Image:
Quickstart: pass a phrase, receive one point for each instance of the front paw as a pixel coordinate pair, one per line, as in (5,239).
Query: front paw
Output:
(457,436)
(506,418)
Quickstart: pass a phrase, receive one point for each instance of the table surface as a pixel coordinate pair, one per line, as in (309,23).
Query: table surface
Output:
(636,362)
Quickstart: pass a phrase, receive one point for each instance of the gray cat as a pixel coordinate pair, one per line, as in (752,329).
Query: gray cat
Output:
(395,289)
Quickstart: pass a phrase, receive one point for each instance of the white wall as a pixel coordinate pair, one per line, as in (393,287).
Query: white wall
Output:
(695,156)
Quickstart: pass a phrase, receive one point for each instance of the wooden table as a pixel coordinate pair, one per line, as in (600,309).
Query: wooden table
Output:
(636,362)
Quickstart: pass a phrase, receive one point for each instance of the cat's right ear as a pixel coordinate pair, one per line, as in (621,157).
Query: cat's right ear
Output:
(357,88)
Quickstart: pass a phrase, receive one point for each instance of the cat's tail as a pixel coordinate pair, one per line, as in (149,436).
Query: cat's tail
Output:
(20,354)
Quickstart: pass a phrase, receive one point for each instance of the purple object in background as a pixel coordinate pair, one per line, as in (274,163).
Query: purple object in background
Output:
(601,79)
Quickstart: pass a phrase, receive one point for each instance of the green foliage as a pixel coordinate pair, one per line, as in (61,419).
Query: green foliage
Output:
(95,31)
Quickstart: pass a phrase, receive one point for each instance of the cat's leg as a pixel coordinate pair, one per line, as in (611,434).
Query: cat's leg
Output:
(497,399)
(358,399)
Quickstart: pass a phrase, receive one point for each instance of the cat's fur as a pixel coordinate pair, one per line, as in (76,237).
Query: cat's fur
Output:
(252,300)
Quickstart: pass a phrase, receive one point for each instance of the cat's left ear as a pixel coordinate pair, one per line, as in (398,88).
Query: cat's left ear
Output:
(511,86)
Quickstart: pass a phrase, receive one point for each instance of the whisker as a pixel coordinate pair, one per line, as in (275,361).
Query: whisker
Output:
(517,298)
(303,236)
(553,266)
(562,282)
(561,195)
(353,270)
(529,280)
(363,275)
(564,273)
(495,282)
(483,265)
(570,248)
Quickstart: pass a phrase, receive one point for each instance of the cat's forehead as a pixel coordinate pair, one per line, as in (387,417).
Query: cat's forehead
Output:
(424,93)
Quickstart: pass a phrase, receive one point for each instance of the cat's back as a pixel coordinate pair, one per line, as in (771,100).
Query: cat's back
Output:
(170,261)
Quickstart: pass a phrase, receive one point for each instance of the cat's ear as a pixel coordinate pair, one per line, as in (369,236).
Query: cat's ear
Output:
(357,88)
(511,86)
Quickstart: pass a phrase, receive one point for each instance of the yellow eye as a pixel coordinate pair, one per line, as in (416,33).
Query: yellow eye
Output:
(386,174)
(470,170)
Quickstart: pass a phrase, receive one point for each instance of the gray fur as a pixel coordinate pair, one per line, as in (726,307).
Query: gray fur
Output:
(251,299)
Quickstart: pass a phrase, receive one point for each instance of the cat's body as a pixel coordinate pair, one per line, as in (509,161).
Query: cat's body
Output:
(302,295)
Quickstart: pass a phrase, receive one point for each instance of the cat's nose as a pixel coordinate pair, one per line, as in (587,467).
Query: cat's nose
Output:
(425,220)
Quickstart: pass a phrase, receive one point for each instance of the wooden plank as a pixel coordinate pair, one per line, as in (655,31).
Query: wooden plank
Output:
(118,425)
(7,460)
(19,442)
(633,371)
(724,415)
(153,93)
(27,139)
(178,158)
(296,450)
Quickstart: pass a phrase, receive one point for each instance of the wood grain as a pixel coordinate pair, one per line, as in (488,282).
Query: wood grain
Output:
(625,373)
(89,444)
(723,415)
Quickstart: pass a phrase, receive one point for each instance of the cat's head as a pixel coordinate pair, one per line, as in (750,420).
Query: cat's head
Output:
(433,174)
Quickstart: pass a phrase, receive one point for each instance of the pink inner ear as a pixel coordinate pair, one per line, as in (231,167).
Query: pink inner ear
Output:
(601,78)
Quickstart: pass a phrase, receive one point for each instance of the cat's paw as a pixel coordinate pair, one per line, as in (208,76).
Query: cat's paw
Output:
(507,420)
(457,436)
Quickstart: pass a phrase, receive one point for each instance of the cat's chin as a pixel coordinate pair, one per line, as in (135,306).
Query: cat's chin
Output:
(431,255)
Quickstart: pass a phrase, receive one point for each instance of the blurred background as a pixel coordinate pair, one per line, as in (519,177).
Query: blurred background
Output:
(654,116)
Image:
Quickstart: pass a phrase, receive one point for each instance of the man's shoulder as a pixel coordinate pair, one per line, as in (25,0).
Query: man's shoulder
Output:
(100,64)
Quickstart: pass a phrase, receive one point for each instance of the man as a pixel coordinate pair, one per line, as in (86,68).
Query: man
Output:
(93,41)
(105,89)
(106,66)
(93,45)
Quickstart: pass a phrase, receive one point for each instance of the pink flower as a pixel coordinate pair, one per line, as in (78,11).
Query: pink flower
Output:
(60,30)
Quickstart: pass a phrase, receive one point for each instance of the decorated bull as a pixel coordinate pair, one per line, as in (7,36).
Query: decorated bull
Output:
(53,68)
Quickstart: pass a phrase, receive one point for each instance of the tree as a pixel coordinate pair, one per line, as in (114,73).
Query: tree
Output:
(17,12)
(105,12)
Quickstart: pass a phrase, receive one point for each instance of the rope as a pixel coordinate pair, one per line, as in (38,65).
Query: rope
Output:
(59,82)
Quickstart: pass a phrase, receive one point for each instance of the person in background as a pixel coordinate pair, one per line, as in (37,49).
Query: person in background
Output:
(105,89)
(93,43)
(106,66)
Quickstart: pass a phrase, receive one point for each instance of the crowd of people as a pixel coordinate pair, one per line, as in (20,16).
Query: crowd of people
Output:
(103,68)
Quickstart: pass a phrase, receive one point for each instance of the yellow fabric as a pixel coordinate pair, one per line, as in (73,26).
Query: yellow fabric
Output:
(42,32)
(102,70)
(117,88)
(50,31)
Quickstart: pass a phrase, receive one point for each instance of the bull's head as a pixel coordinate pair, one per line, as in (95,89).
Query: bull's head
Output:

==================================================

**Task to complete:** Every line of the data above belongs in the answer, unchanged.

**Written solution:**
Image:
Quickstart: pass a phrase, receive one point for each instance of the front paw as a pixel coordinate pair, one per line, as in (5,239).
Query: front paw
Output:
(457,436)
(506,418)
Quickstart: pass a phrase, receive one point for each instance of the table surface as a pixel coordinate pair, one per line, as in (309,23).
Query: table surface
Output:
(636,362)
Quickstart: pass a phrase, receive one point for each instance of the gray cat as a pixel coordinate pair, one per line, as in (752,329).
Query: gray cat
Output:
(395,289)
Quickstart: pass a phrase, receive one point for each instance of the white wall as a pixel coordinate pair, one per line, as in (393,287).
Query: white wall
Output:
(695,156)
Quickstart: pass a phrase, receive one point for each instance of the wooden table as a pixel coordinate pair, one per line, as in (600,309).
Query: wooden table
Output:
(636,362)
Quickstart: pass a phrase, receive one point for each instance of the cat's right ear as a pixel coordinate pair, one per line, as in (621,157).
Query: cat's right ear
Output:
(357,88)
Quickstart: pass a phrase, receive one point for each instance of the cat's tail as a pixel coordinate pair, one per line, as in (149,436).
Query: cat's tail
Output:
(20,354)
Quickstart: pass a phrase, receive one point for each instance of the purple object in background as a pixel coordinate pair, one per line, as in (274,163).
Query: purple object in background
Output:
(601,79)
Quickstart: pass a phrase, receive one point for each instance of the green foliage as a pixel coordinate pair, one per line, as in (61,419).
Query: green foliage
Output:
(95,31)
Quickstart: pass a phrase, receive one point for each instance of the cat's leg as a pixel coordinate pair, one per line, as in (611,434).
Query: cat's leg
Output:
(497,399)
(358,399)
Quickstart: pass a phrase, receive one point for each instance of the cat's fur as a pixel coordinate pair, one per line, as in (76,237).
Query: cat's fur
Output:
(252,300)
Quickstart: pass a phrase, receive one point for each instance of the cat's left ear as a pixel coordinate pair, one per line, as in (398,88).
Query: cat's left ear
Output:
(511,86)
Quickstart: pass a phrase, receive one point for each instance of the whisker as a pixel coordinate pair, one per line, as in (275,361).
Query: whisker
Output:
(517,298)
(303,236)
(553,266)
(562,282)
(561,195)
(353,270)
(529,280)
(363,275)
(564,273)
(495,282)
(483,265)
(570,248)
Quickstart: pass a phrase, receive one point for each instance of the cat's forehead as a pixel coordinate pair, one per line, as in (387,417).
Query: cat's forehead
Output:
(424,93)
Quickstart: pass a phrase, receive one point for each instance of the cat's back as a pixel coordinate pair, one per line, as in (771,100).
Query: cat's back
Output:
(170,261)
Quickstart: pass a phrase, receive one point for each instance of the cat's ear as a pixel coordinate pair, one per line, as in (369,236).
Query: cat's ear
Output:
(357,88)
(511,86)
Quickstart: pass a phrase, receive one point for each instance of the yellow eye as a pixel coordinate pair, one per line, as in (416,33).
Query: yellow eye
Output:
(386,174)
(470,170)
Quickstart: pass a phrase, receive one point for each instance of the gray fur as a pixel coordinate pair, one per line, as in (726,307).
Query: gray fur
Output:
(251,299)
Quickstart: pass a phrase, receive one point for each instance of the cat's body as a pixel coordinate pair, one per line, as in (509,161).
Query: cat's body
Output:
(302,295)
Quickstart: pass a phrase, receive one point for each instance of the cat's nose as a pixel coordinate pair, one per line, as in (587,467).
Query: cat's nose
Output:
(425,220)
Quickstart: pass a phrase, receive one point for each instance of the wooden plank as a pixel coordinate pair, one per line, as in (655,31).
Query: wooden plank
Output:
(118,425)
(7,460)
(19,442)
(633,371)
(724,415)
(153,93)
(27,139)
(178,158)
(296,450)
Quickstart: pass a phrase, receive one point for each instance of the wood grain as a pixel coordinate pair, one per line, as in (488,282).
Query: wood grain
Output:
(625,373)
(89,444)
(723,415)
Quickstart: pass a phrase, receive one point for each instance of the cat's head as a pixel coordinate pair, one per line, as in (750,420).
Query: cat's head
Output:
(433,174)
Quickstart: pass a phrase, receive one point for each instance of the pink inner ear as a pixel coordinate pair, one per line, as in (231,167).
Query: pink inner ear
Output:
(601,78)
Quickstart: pass a phrase, receive one point for each instance of the cat's paw as a pixel coordinate pair, one per line, as in (208,76).
Query: cat's paw
Output:
(507,420)
(457,436)
Quickstart: pass a phrase, receive one point for each instance of the cat's chin as a pixel coordinate pair, one per line, as in (135,306).
Query: cat's chin
Output:
(431,255)
Quickstart: pass a phrase, receive one point for each instance of the blurred background as a pixel coordinate pair, one per line, as in (519,177).
Query: blurred background
Output:
(654,116)
Image:
Quickstart: pass a phrase, receive one point for each instance of the man's shoulder as a pixel coordinate pair, one per line, as in (25,0).
Query: man's shoulder
Output:
(100,64)
Quickstart: pass a phrase, receive one point for each instance of the man as a pixel coordinate pair, one per line, as in (86,68).
Query: man
Output:
(93,41)
(105,89)
(106,66)
(93,45)
Quickstart: pass a phrase, receive one point for each instance of the pink flower as a pixel coordinate pair, one per line, as in (78,11).
Query: pink flower
Output:
(60,30)
Quickstart: pass a phrase, receive one point for each instance of the decorated bull as a pixel coordinate pair, one per line, as in (7,36).
Query: decorated bull
Output:
(53,68)
Quickstart: pass a phrase, receive one point for each instance of the tree as a pixel coordinate pair, one per line, as in (114,73).
Query: tree
Output:
(17,12)
(105,12)
Quickstart: pass a phrase, receive one point for each instance of the rope as a pixel coordinate pair, one per line, as in (38,65).
Query: rope
Output:
(59,82)
Quickstart: pass a phrase, receive one point for each instance of the person in background as a pixel coordinate pair, one per line, as in (37,49).
Query: person in background
Output:
(105,89)
(93,43)
(106,66)
Quickstart: pass a phrase, receive one point for each instance of the crowd of people as a pixel coordinate pair, one per line, as in (20,16).
Query: crowd of people
Output:
(103,68)
Quickstart: pass a phrase, receive one point for each instance of the yellow fabric as a pixel coordinate pair, one per line, as in (73,26).
Query: yellow fabric
Output:
(42,32)
(102,70)
(117,88)
(50,31)
Quickstart: pass a phrase, receive one point for each instance of the bull's head as a pixel coordinate pair, one per line, as in (95,89).
Query: bull's head
Output:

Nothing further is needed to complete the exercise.